▶ [Page text]:
Python 3 – large numbers of tasks with limited concurrency

Series: asyncio basics, large numbers in parallel, parallel HTTP requests, adding to stdlib

I am interested in running large numbers of tasks in parallel, so I need something like asyncio.as_completed, but taking an iterable instead of a list, and with a limited number of tasks running concurrently. First, let’s try to build something pretty much equivalent to asyncio.as_completed. Here is my attempt, but I’d welcome feedback from readers who know better:

# Note this is not a coroutine - it returns
# an iterator - but it crucially depends on
# work being done inside the coroutines it
# yields - those coroutines empty out the
# list of futures it holds, and it will not
# end until that list is empty.
def my_as_completed(coros):

    # Start all the tasks
    futures = [asyncio.ensure_future(c) for c in coros]

    # A coroutine that waits for one of the
    # futures to finish and then returns
    # its result.
    async def first_to_finish():

        # Wait forever - we could add a
        # timeout here instead.
        while True:

            # Give up control to the scheduler
            # - otherwise we will spin here
            # forever!
            await asyncio.sleep(0)

            # Return anything that has finished
            for f in futures:
                if f.done():
                    futures.remove(f)
                    return f.result()

    # Keep yielding a waiting coroutine
    # until all the futures have finished.
    while len(futures) > 0:
        yield first_to_finish()

The above can be substituted for asyncio.as_completed in the code that uses it in the first article, and it seems to work. It also makes a reasonable amount of sense to me, so it may be correct, but I’d welcome comments and corrections.

my_as_completed above accepts an iterable and returns a generator producing results, but inside it starts all tasks concurrently, and stores all the futures in a list. To handle bigger lists we will need to do better, by limiting the number of running tasks to a sensible number.

Let’s start with a test program:

import asyncio
async def mycoro(number):
    print("Starting %d" % number)
    await asyncio.sleep(1.0 / number)
    print("Finishing %d" % number)
    return str(number)

async def print_when_done(tasks):
    for res in asyncio.as_completed(tasks):
        print("Result %s" % await res)

coros = [mycoro(i) for i in range(1, 101)]

loop = asyncio.get_event_loop()
loop.run_until_complete(print_when_done(coros))
loop.close()

This uses asyncio.as_completed to run 100 tasks and, because I adjusted the asyncio.sleep command to wait longer for earlier tasks, it prints something like this:

$ time python3 python-async.py
Starting 47
Starting 93
Starting 48
...
Finishing 93
Finishing 94
Finishing 95
...
Result 93
Result 94
Result 95
...
Finishing 46
Finishing 45
Finishing 42
...
Finishing 2
Result 2
Finishing 1
Result 1

real    0m1.590s
user    0m0.600s
sys 0m0.072s

So all 100 tasks were completed in 1.5 seconds, indicating that they really were run in parallel, but all 100 were allowed to run at the same time, with no limit.

▶ [Source excerpt]:
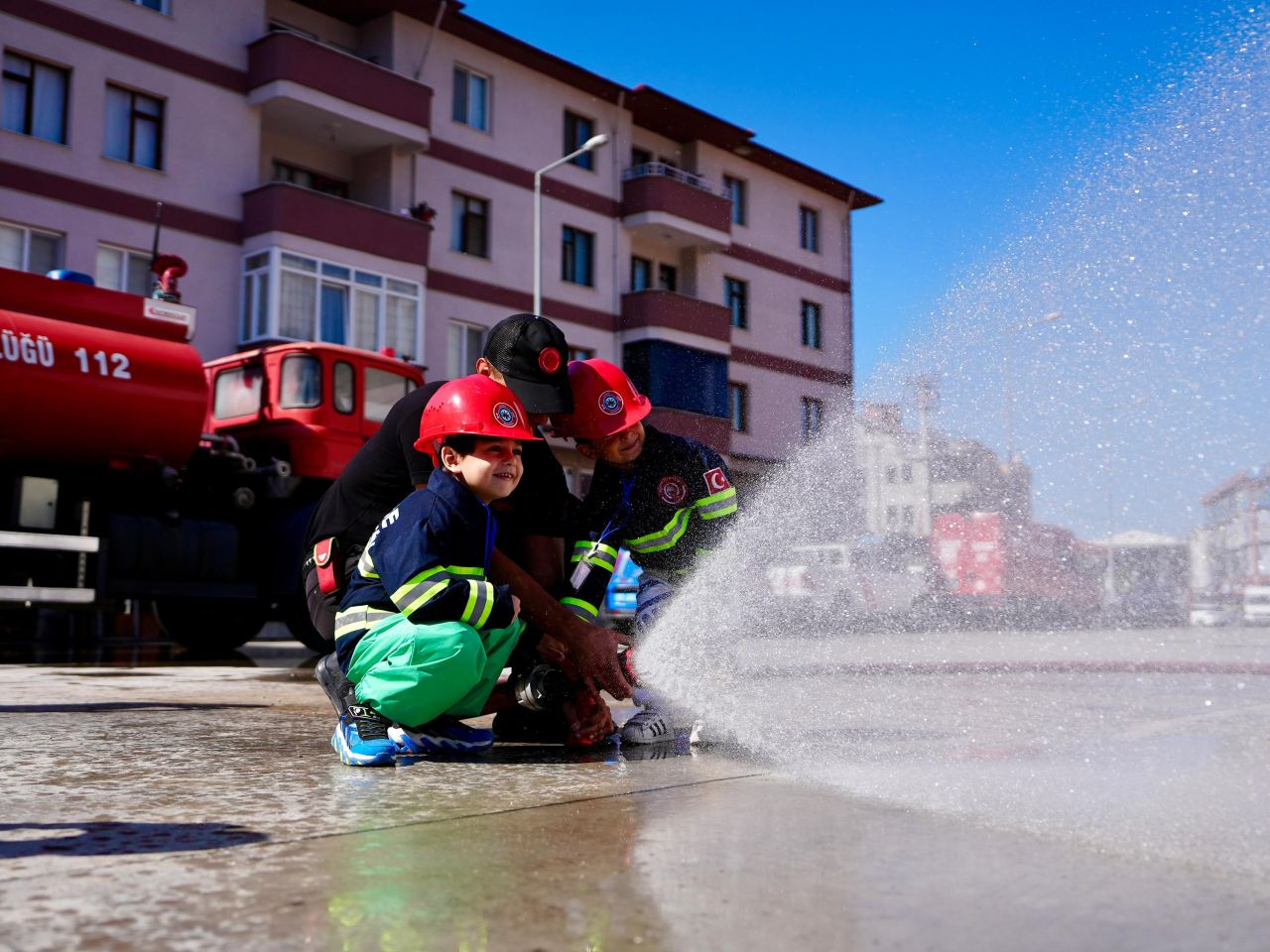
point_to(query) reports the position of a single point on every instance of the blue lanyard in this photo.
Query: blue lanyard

▶ [What the task requires]: From the asyncio post, copy out the passage verbatim, starting with "await asyncio.sleep(0)" and going on through "return f.result()".

▶ [Reply]:
await asyncio.sleep(0)

            # Return anything that has finished
            for f in futures:
                if f.done():
                    futures.remove(f)
                    return f.result()